** About this task **
Give the lines from the start of the source rows through the line holding "negative clicks: (504, 480) (932, 23)", inclusive, as a Markdown table with columns Number and Line. Leave out the pictures and any blank lines.

Source records:
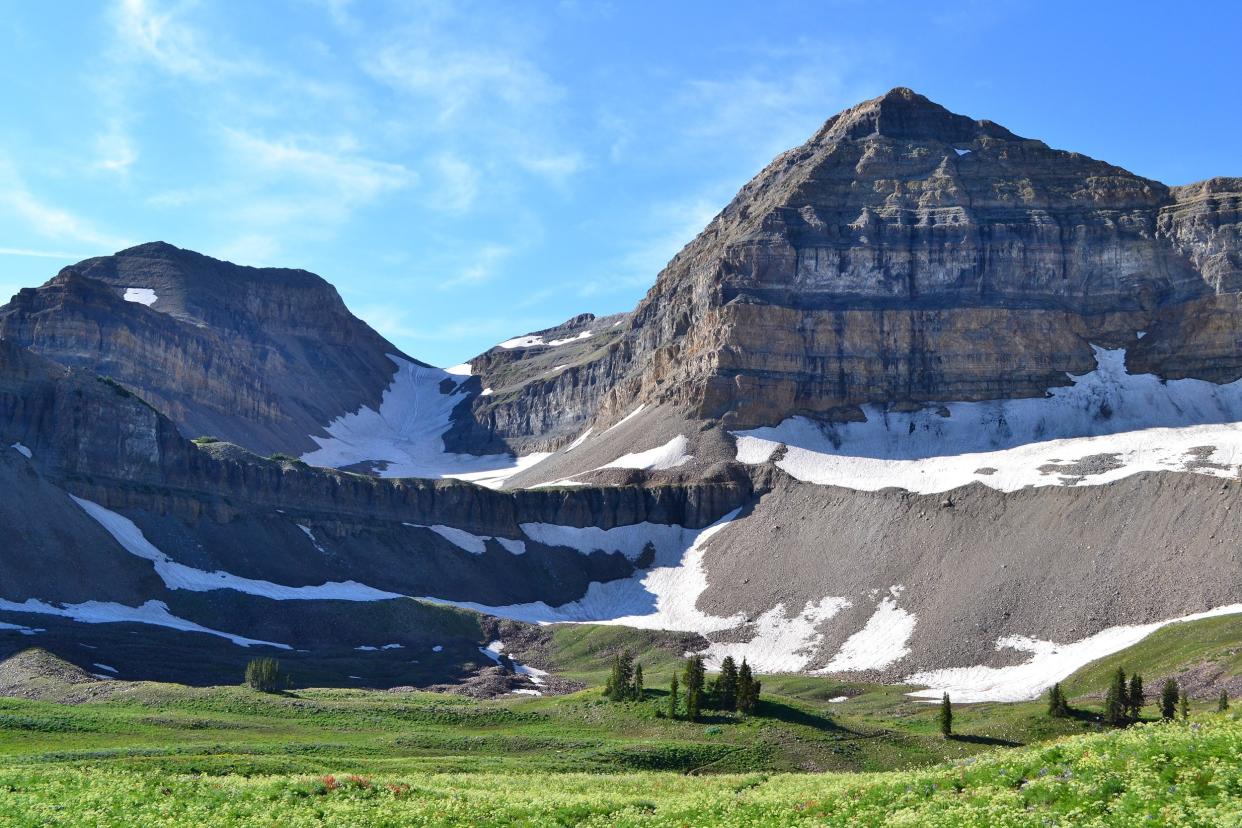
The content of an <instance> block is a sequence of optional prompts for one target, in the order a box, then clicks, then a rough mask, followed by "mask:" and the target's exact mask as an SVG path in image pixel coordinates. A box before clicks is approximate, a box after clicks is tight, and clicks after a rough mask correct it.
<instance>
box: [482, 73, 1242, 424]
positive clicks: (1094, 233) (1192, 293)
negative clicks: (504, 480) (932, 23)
mask: <svg viewBox="0 0 1242 828" xmlns="http://www.w3.org/2000/svg"><path fill="white" fill-rule="evenodd" d="M1240 201H1242V185H1240V180H1238V179H1213V180H1211V181H1205V182H1201V184H1196V185H1191V186H1185V187H1167V186H1165V185H1163V184H1160V182H1158V181H1153V180H1149V179H1144V178H1140V176H1136V175H1133V174H1130V173H1128V171H1125V170H1123V169H1120V168H1117V166H1113V165H1109V164H1105V163H1103V161H1097V160H1094V159H1090V158H1087V156H1084V155H1079V154H1077V153H1067V151H1062V150H1056V149H1051V148H1049V146H1047V145H1046V144H1043V143H1042V142H1038V140H1032V139H1026V138H1021V137H1018V135H1015V134H1013V133H1011V132H1009V130H1007V129H1005V128H1002V127H1000V125H997V124H994V123H991V122H986V120H972V119H970V118H966V117H963V115H956V114H953V113H950V112H948V110H946V109H944V108H943V107H939V106H938V104H934V103H931V102H930V101H928V99H927V98H924V97H922V96H918V94H915V93H913V92H910V91H909V89H894V91H892V92H889V93H888V94H886V96H883V97H881V98H877V99H874V101H868V102H866V103H863V104H859V106H857V107H854V108H852V109H848V110H846V112H843V113H841V114H838V115H836V117H835V118H832V119H831V120H828V122H827V123H826V124H825V125H823V127H822V128H821V129H820V132H817V133H816V134H815V135H814V137H812V138H811V140H809V142H807V143H806V144H804V145H802V146H799V148H796V149H792V150H790V151H787V153H784V154H782V155H780V156H779V158H776V159H775V160H774V161H773V163H771V164H770V165H769V166H768V168H766V169H765V170H763V171H761V173H760V174H759V175H758V176H756V178H755V179H754V180H753V181H750V182H749V184H748V185H746V186H745V187H743V190H741V191H740V192H739V194H738V196H737V197H735V199H734V200H733V202H732V204H730V205H729V206H728V207H725V209H724V211H722V214H720V215H719V216H717V217H715V218H714V220H713V221H712V222H710V223H709V225H708V227H707V228H705V230H704V231H703V233H702V235H699V237H698V238H696V240H694V241H693V242H692V243H691V245H688V246H687V247H686V248H684V250H683V251H682V252H681V253H679V254H678V256H677V257H676V258H674V259H673V261H672V262H671V263H669V264H668V267H667V268H666V269H664V271H663V272H662V273H661V274H660V277H658V279H657V283H656V286H655V287H653V288H652V290H651V292H650V293H648V294H647V297H646V298H645V299H643V300H642V302H641V303H640V304H638V307H637V309H636V310H635V312H633V314H632V317H631V319H630V322H628V324H627V325H626V328H627V330H626V334H625V336H623V338H621V339H617V340H615V341H612V343H610V344H609V345H607V348H606V349H604V350H602V353H600V354H597V355H594V358H592V361H590V362H589V364H585V365H579V366H576V367H575V370H574V371H573V374H569V372H566V376H564V377H556V379H553V380H548V381H546V382H544V385H549V386H551V387H550V389H548V390H546V394H545V395H544V396H522V395H514V396H513V397H510V398H508V400H497V401H496V402H493V403H492V406H491V407H489V410H488V416H489V417H491V420H492V421H493V422H496V423H502V422H510V423H520V425H524V426H525V427H532V428H534V427H538V428H546V427H549V425H553V426H554V425H555V422H556V417H558V416H559V417H560V418H561V421H564V420H573V421H580V420H584V418H590V415H589V413H587V412H590V410H591V405H592V403H594V405H595V406H597V412H599V413H601V415H602V416H601V420H602V421H604V422H605V423H606V422H610V421H615V420H616V418H617V417H620V416H623V415H625V413H626V412H627V411H630V410H632V408H633V406H635V405H636V403H638V402H671V403H676V405H681V406H684V407H687V408H688V410H689V411H691V412H693V415H696V416H699V417H708V418H714V417H725V416H727V417H728V420H729V422H730V425H738V426H746V425H770V423H774V422H777V421H780V420H782V418H785V417H787V416H791V415H795V413H804V415H812V416H817V417H826V418H852V417H856V416H857V415H858V410H857V406H859V405H861V403H866V402H879V403H888V405H893V406H898V407H902V406H918V405H922V403H924V402H927V401H935V400H987V398H1000V397H1021V396H1038V395H1042V394H1043V392H1045V390H1046V389H1048V387H1049V386H1056V385H1063V384H1064V382H1066V381H1067V380H1066V376H1064V375H1066V372H1067V371H1068V372H1083V371H1087V370H1090V369H1092V367H1093V365H1094V360H1093V355H1092V350H1090V344H1098V345H1105V346H1110V348H1119V346H1125V348H1128V349H1130V354H1131V359H1133V360H1134V365H1135V370H1143V371H1151V372H1156V374H1160V375H1161V376H1171V377H1180V376H1197V377H1202V379H1211V380H1216V381H1222V380H1231V379H1237V377H1238V376H1240V375H1242V353H1240V349H1238V343H1237V339H1236V336H1233V335H1232V333H1231V331H1232V330H1233V329H1235V328H1236V326H1237V324H1238V312H1240V308H1238V302H1237V290H1238V289H1240V284H1242V279H1240V273H1242V269H1240V262H1242V252H1240V251H1242V241H1240V236H1242V233H1240V227H1242V223H1240V222H1242V220H1240V206H1238V205H1240ZM1139 331H1146V333H1148V335H1146V336H1145V338H1143V339H1139V336H1138V333H1139ZM584 380H585V381H584ZM584 387H585V391H584ZM571 390H574V391H578V394H579V396H578V398H575V405H573V406H561V407H559V408H558V407H554V406H553V405H548V406H543V407H542V402H540V400H543V398H546V400H558V398H560V396H561V395H565V394H569V392H570V391H571ZM600 392H604V394H602V395H601V394H600ZM592 396H594V398H592ZM505 407H509V408H512V410H510V411H508V412H505V411H503V408H505ZM519 427H520V426H514V427H510V428H509V431H508V433H509V434H515V433H517V428H519ZM568 431H573V430H568Z"/></svg>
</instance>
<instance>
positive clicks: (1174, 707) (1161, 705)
mask: <svg viewBox="0 0 1242 828" xmlns="http://www.w3.org/2000/svg"><path fill="white" fill-rule="evenodd" d="M1177 694H1179V688H1177V679H1169V680H1167V682H1165V684H1164V686H1163V688H1161V689H1160V718H1161V719H1164V720H1165V721H1172V716H1174V714H1175V713H1176V710H1177Z"/></svg>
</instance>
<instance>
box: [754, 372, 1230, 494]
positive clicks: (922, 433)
mask: <svg viewBox="0 0 1242 828" xmlns="http://www.w3.org/2000/svg"><path fill="white" fill-rule="evenodd" d="M1094 351H1095V360H1097V369H1095V370H1094V371H1090V372H1088V374H1083V375H1081V376H1073V375H1071V376H1069V379H1071V380H1072V382H1073V384H1072V385H1069V386H1066V387H1058V389H1049V391H1048V395H1047V396H1046V397H1040V398H1026V400H997V401H990V402H945V403H930V405H929V406H928V407H927V408H924V410H922V411H917V412H910V413H907V412H902V413H893V412H884V411H882V410H881V408H879V407H878V406H864V407H863V412H864V415H866V422H851V423H837V425H832V426H820V425H817V423H814V422H811V421H809V420H806V418H802V417H791V418H789V420H785V421H784V422H781V423H780V425H777V426H774V427H765V428H754V430H749V431H738V432H733V433H734V437H735V438H737V443H738V461H740V462H743V463H751V464H753V463H763V462H766V461H768V459H769V458H771V457H773V454H774V452H775V451H776V449H777V448H779V447H781V446H785V447H786V452H785V456H784V457H782V458H781V459H779V461H777V462H776V464H777V466H779V467H780V468H781V469H784V470H785V472H787V473H789V474H790V475H792V477H795V478H797V479H800V480H804V482H809V483H818V484H825V485H841V487H846V488H853V489H864V490H876V489H882V488H887V487H899V488H904V489H909V490H912V492H920V493H933V492H945V490H949V489H953V488H956V487H960V485H965V484H968V483H971V482H979V483H984V484H985V485H989V487H992V488H996V489H1001V490H1005V492H1013V490H1017V489H1021V488H1025V487H1028V485H1067V484H1069V485H1089V484H1103V483H1110V482H1113V480H1118V479H1120V478H1124V477H1128V475H1130V474H1136V473H1139V472H1156V470H1189V472H1195V473H1200V474H1213V475H1218V477H1228V478H1232V477H1236V475H1237V473H1238V468H1240V466H1242V380H1240V381H1237V382H1231V384H1227V385H1216V384H1212V382H1206V381H1202V380H1169V381H1161V380H1160V379H1159V377H1156V376H1154V375H1150V374H1129V372H1126V370H1125V350H1124V349H1117V350H1107V349H1102V348H1095V349H1094ZM945 413H946V415H948V416H944V415H945ZM1083 458H1094V461H1095V462H1092V463H1086V464H1079V463H1078V462H1079V461H1082V459H1083ZM1205 461H1206V462H1205Z"/></svg>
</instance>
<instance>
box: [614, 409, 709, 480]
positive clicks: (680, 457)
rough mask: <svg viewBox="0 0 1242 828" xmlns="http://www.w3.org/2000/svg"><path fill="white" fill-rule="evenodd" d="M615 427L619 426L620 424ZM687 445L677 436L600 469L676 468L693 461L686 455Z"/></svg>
mask: <svg viewBox="0 0 1242 828" xmlns="http://www.w3.org/2000/svg"><path fill="white" fill-rule="evenodd" d="M631 416H632V415H631ZM622 422H623V421H622ZM617 425H619V426H620V425H621V423H617ZM688 444H689V441H688V439H686V437H684V436H683V434H678V436H677V437H673V438H672V439H671V441H668V442H667V443H664V444H663V446H657V447H656V448H650V449H647V451H645V452H635V453H633V454H622V456H621V457H619V458H616V459H615V461H612V462H611V463H607V464H605V466H601V467H600V468H633V469H646V470H648V472H658V470H661V469H671V468H677V467H678V466H682V464H683V463H689V462H691V461H692V459H694V458H693V457H692V456H691V454H687V453H686V447H687V446H688Z"/></svg>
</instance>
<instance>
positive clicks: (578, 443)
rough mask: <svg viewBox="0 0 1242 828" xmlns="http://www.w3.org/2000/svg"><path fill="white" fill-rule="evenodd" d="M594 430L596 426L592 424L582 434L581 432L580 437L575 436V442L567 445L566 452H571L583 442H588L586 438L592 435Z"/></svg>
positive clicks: (576, 447) (579, 436)
mask: <svg viewBox="0 0 1242 828" xmlns="http://www.w3.org/2000/svg"><path fill="white" fill-rule="evenodd" d="M592 431H595V427H594V426H592V427H590V428H587V430H586V431H584V432H582V433H581V434H579V436H578V437H575V438H574V442H573V443H570V444H569V446H566V447H565V451H566V452H571V451H574V449H575V448H578V447H579V446H581V444H582V443H585V442H586V438H587V437H590V436H591V432H592Z"/></svg>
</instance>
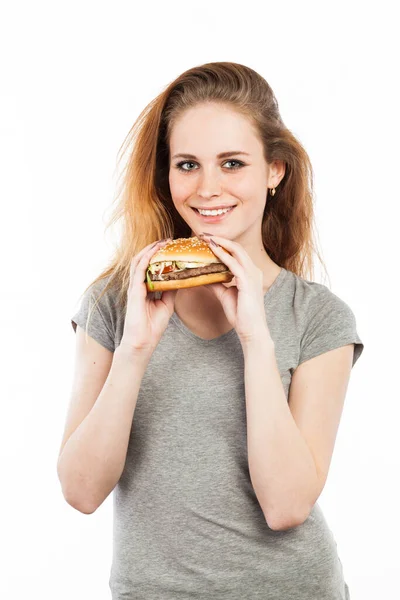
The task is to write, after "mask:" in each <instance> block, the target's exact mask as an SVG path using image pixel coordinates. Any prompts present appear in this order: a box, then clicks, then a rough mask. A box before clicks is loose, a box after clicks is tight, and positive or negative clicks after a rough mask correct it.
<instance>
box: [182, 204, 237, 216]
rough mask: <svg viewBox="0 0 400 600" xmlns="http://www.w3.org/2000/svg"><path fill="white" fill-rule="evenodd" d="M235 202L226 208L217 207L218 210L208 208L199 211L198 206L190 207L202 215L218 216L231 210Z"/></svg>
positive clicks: (219, 215)
mask: <svg viewBox="0 0 400 600" xmlns="http://www.w3.org/2000/svg"><path fill="white" fill-rule="evenodd" d="M235 206H236V204H234V205H233V206H231V207H230V208H228V209H218V210H210V211H207V212H206V213H205V212H203V211H202V212H200V210H199V209H198V208H195V207H194V206H192V207H191V208H192V209H193V210H194V211H195V212H196V213H197V214H199V215H201V216H203V217H219V216H222V215H226V214H228V213H230V212H232V210H233V209H234V208H235Z"/></svg>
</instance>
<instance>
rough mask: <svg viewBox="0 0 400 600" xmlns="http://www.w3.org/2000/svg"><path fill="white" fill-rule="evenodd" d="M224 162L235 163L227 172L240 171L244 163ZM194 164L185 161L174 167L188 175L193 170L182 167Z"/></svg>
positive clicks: (239, 162)
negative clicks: (234, 166) (186, 173)
mask: <svg viewBox="0 0 400 600" xmlns="http://www.w3.org/2000/svg"><path fill="white" fill-rule="evenodd" d="M226 162H227V163H229V162H230V163H236V167H231V168H229V169H228V170H229V171H235V170H236V169H240V167H243V166H244V163H242V162H241V161H240V160H227V161H226ZM194 164H196V163H194V162H192V161H188V160H185V161H182V162H180V163H178V164H177V165H176V168H177V169H178V171H182V173H190V171H193V170H194V169H184V168H183V165H194Z"/></svg>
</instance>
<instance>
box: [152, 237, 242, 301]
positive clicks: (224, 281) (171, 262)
mask: <svg viewBox="0 0 400 600" xmlns="http://www.w3.org/2000/svg"><path fill="white" fill-rule="evenodd" d="M226 252H227V250H226ZM229 254H230V253H229ZM232 279H233V273H232V271H230V270H229V268H228V267H227V266H226V265H225V264H224V263H222V262H221V260H220V259H219V258H218V257H217V256H216V255H215V254H214V253H213V251H212V250H211V249H210V248H209V246H208V245H207V244H206V242H204V241H203V240H201V239H199V238H198V237H190V238H177V239H175V240H172V241H171V242H168V243H167V244H166V245H165V246H164V247H163V248H160V250H158V251H157V252H156V253H155V254H153V256H152V257H151V259H150V262H149V266H148V267H147V271H146V285H147V290H148V291H150V292H157V291H165V290H175V289H180V288H189V287H196V286H198V285H207V284H209V283H217V282H229V281H231V280H232Z"/></svg>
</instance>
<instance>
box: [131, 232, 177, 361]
mask: <svg viewBox="0 0 400 600" xmlns="http://www.w3.org/2000/svg"><path fill="white" fill-rule="evenodd" d="M170 240H171V238H169V240H168V239H167V240H160V241H158V242H156V243H155V244H154V243H152V244H149V245H148V246H146V247H145V248H143V250H141V251H140V252H138V254H136V256H134V257H133V259H132V262H131V268H130V281H129V289H128V296H127V305H126V315H125V322H124V331H123V335H122V339H121V344H120V345H121V347H122V348H126V349H128V350H129V351H133V352H138V351H139V352H142V351H144V352H149V353H152V352H153V350H154V349H155V348H156V346H157V344H158V342H159V341H160V339H161V337H162V335H163V333H164V331H165V329H166V328H167V325H168V322H169V319H170V317H171V315H172V313H173V312H174V304H175V296H176V292H177V291H178V290H168V291H165V292H163V293H162V298H161V300H156V299H155V298H152V299H150V294H149V292H148V290H147V286H146V283H145V280H146V271H147V267H148V266H149V262H150V259H151V257H152V256H153V254H155V253H156V252H157V251H158V250H160V248H162V247H163V246H165V244H166V243H167V242H168V241H170Z"/></svg>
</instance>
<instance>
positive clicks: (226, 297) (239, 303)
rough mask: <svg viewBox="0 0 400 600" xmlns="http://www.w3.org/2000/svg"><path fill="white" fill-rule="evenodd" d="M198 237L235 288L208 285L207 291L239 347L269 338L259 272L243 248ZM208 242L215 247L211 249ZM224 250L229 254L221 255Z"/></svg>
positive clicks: (217, 237) (218, 240)
mask: <svg viewBox="0 0 400 600" xmlns="http://www.w3.org/2000/svg"><path fill="white" fill-rule="evenodd" d="M199 237H200V238H201V239H202V240H204V241H205V242H206V243H207V244H208V245H209V246H210V249H211V250H212V251H213V252H214V254H215V255H216V256H217V257H218V258H219V259H220V260H221V262H223V263H224V264H225V265H226V266H227V267H228V268H229V269H230V271H231V272H232V273H233V275H234V277H235V284H236V285H232V286H230V287H226V285H225V284H223V283H210V284H208V285H207V287H208V288H210V289H211V290H212V292H213V293H214V294H215V296H216V297H217V298H218V300H219V301H220V302H221V304H222V308H223V309H224V312H225V315H226V318H227V319H228V321H229V323H230V324H231V325H232V327H234V328H235V329H236V332H237V334H238V337H239V339H240V341H241V343H242V345H243V344H247V343H249V342H251V341H254V340H257V339H259V338H260V337H264V336H265V335H266V336H267V337H269V338H271V336H270V333H269V329H268V324H267V319H266V315H265V308H264V291H263V272H262V271H261V269H259V268H258V267H257V266H256V265H255V264H254V262H253V261H252V259H251V258H250V256H249V255H248V253H247V252H246V250H245V249H244V248H243V246H241V245H240V244H238V243H237V242H233V241H231V240H228V239H226V238H223V237H220V236H216V235H213V236H212V237H210V236H207V235H200V236H199ZM211 239H213V240H215V242H216V243H217V244H218V245H217V246H214V245H213V243H212V242H211ZM224 248H226V249H227V250H228V251H229V252H230V254H229V253H228V252H225V250H224ZM271 342H272V339H271Z"/></svg>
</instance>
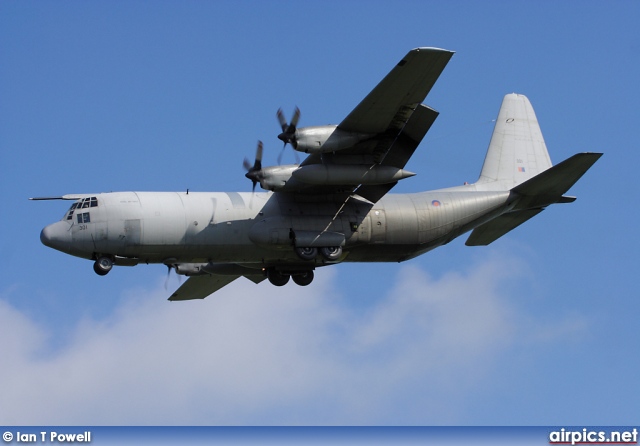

** Output below **
| Number | Line |
|---|---|
| 1 | The content of an <instance> block is a sequence of optional prompts for one target, in the order a box, then clicks, then a rough mask, followed by "mask:" and the target's exact mask as an SVG path in image pixel coordinates. A box before clicks is approximate, a box after clicks is tight, and clicks after a rough mask correct it. |
| 2 | <instance> |
| 3 | box: [482, 73, 1242, 424] |
| 4 | positive clicks: (1094, 233) (1192, 293) |
| 5 | negative clicks: (504, 480) (932, 23) |